--- SELECTED EXCERPT Enclosed Below ---

Personal information
- Full name: Ronja Fini Sturm
- Nationality: German
- Born: 11 September 1995 (age 30) Berlin, Germany
- Height: 1.65 m (5 ft 5 in)
- Weight: 55 kg (121 lb)

Sport
- Country: Germany
- Sport: Rowing
- Event(s): Lightweight double sculls, Lightweight quadruple sculls
- Club: Ruder-Club-Havel Brandenburg e.V.

Medal record
Women's rowing
Representing Germany
World Championships
| Bronze medal – third place | 2018 Plovdiv | Lwt quad sculls |
| Bronze medal – third place | 2019 Ottensheim | Lwt quad sculls |
European Championships
| Silver medal – second place | 2015 Poznań | Lwt double sculls |
| Silver medal – second place | 2016 Brandenburg | Lwt double sculls |
World Championships (U23)
| Gold medal – first place | 2014 Varese | Lwt quad sculls |

= Fini Sturm =

German rower

Ronja Fini Sturm (born 11 September 1995) is a German rower. She competed in the 2015 European Rowing Championships in Poznań winning a silver medal. At the 2016 Summer Olympics in Rio de Janeiro, she competed in women's lightweight double sculls with teammate Marie-Louise Dräger. They finished in 11th place.

--- End of Enclosed SELECTED EXCERPT ---
--- INFORMATION GIVEN Enclosed Below ---

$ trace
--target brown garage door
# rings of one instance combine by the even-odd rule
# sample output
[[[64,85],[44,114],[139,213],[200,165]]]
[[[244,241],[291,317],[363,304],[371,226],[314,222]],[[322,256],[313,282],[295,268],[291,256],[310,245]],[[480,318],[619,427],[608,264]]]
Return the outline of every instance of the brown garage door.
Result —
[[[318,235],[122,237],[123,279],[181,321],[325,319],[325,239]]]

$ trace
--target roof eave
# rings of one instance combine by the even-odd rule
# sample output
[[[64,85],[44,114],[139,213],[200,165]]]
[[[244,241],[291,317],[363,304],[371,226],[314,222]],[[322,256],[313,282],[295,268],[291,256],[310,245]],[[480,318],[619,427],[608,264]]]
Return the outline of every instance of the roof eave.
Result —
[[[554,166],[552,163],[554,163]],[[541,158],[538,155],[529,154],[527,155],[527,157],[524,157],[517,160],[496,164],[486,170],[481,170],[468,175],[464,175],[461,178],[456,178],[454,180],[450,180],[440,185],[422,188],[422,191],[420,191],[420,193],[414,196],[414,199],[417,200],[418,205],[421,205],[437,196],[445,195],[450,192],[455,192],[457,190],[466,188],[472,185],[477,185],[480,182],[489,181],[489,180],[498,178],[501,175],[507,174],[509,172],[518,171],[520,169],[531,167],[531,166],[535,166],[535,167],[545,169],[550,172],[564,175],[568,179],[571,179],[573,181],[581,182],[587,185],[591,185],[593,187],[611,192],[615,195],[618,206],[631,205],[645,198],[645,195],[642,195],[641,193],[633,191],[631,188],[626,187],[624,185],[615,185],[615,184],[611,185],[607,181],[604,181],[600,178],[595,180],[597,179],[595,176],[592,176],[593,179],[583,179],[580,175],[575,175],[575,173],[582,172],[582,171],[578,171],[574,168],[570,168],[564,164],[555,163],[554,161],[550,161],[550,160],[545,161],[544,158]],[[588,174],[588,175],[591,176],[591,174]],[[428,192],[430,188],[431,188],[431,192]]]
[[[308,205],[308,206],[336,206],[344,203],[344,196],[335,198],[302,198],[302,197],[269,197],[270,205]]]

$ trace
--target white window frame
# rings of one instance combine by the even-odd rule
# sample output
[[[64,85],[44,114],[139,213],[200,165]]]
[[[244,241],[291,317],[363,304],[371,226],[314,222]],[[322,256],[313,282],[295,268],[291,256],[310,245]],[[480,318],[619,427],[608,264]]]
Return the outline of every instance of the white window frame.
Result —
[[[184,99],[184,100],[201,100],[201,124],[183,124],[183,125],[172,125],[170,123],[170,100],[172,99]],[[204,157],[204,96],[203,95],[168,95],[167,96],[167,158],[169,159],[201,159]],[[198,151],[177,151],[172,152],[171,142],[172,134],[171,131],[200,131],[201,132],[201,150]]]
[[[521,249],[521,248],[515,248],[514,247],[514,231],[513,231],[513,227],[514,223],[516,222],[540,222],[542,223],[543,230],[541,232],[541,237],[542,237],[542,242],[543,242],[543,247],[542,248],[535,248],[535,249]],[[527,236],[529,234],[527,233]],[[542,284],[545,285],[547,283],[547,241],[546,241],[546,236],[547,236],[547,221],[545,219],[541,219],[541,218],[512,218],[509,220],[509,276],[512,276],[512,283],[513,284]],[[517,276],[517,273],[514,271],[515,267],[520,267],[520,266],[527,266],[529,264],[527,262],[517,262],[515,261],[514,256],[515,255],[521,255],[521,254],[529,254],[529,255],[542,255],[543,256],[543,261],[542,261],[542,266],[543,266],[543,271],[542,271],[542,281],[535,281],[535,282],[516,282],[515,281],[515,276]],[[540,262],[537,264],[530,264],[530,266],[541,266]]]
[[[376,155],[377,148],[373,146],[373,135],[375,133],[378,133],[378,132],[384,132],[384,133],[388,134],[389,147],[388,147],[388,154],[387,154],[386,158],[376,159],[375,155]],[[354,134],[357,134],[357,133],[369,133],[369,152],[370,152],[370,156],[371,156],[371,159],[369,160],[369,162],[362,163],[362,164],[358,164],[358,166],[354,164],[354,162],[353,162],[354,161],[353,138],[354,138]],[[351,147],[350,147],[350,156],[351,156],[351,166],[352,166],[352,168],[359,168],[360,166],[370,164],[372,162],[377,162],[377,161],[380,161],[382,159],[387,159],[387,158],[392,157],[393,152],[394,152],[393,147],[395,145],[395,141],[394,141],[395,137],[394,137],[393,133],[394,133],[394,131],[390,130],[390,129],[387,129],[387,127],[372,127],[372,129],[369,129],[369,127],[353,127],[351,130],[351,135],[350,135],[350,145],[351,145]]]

--- End of Enclosed INFORMATION GIVEN ---
--- INFORMATION GIVEN Enclosed Below ---

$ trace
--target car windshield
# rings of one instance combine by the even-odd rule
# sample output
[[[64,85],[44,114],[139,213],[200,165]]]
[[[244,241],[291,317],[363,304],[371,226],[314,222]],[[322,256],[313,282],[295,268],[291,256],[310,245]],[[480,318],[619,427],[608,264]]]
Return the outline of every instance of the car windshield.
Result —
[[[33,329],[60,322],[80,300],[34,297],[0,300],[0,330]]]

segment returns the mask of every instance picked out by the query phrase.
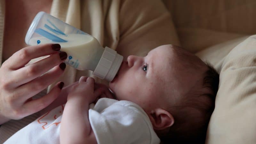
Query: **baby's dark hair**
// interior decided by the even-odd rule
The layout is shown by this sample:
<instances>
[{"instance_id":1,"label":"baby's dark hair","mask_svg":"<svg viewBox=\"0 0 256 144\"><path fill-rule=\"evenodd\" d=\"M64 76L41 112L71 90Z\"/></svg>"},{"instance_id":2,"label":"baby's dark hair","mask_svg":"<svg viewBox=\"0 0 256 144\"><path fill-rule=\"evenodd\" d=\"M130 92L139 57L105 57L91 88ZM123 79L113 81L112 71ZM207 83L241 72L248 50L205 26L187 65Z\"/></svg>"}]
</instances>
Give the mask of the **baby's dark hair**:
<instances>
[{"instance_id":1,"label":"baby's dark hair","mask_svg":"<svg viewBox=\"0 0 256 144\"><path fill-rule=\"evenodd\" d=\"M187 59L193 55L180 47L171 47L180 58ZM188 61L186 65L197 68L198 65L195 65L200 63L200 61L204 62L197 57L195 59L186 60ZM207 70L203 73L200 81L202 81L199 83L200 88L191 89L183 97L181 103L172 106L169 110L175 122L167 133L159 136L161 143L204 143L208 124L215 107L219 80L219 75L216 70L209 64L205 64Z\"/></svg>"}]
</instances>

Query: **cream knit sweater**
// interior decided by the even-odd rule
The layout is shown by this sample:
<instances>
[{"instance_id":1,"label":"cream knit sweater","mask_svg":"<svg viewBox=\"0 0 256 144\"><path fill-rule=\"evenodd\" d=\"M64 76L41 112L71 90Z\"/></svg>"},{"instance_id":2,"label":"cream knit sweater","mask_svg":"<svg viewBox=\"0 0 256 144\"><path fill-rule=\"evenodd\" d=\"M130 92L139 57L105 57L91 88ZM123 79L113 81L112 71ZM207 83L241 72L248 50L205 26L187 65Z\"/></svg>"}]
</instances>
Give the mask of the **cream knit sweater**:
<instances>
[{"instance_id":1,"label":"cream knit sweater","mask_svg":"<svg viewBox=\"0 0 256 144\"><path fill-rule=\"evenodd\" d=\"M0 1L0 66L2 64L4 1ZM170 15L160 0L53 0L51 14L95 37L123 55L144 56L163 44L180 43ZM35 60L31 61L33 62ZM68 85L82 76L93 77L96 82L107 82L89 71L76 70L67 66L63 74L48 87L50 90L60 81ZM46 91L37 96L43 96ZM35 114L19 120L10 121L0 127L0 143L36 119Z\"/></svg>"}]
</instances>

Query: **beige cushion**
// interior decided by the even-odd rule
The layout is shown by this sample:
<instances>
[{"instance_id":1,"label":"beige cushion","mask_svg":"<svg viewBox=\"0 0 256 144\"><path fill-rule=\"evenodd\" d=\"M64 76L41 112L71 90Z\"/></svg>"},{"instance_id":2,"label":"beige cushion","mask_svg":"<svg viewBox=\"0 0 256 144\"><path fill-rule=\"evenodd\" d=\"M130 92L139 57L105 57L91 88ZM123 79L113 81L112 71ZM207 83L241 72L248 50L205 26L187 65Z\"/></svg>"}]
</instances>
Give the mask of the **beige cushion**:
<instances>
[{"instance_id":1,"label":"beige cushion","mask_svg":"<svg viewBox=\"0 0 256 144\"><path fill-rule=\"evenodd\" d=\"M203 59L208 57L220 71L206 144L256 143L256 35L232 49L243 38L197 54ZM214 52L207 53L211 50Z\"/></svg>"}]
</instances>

--- End of Enclosed INFORMATION GIVEN ---

REQUIREMENT:
Answer these questions about the rower Fini Sturm:
(a) Which club is she listed with?
(b) In which year and city did she win her U23 World Championships gold medal?
(c) Who was her teammate in women's lightweight double sculls at the 2016 Summer Olympics, and in what place did they finish?

RESPONSE FOR THIS EXERCISE:
(a) Ruder-Club-Havel Brandenburg e.V.
(b) 2014, Varese
(c) Marie-Louise Dräger; they finished in 11th place.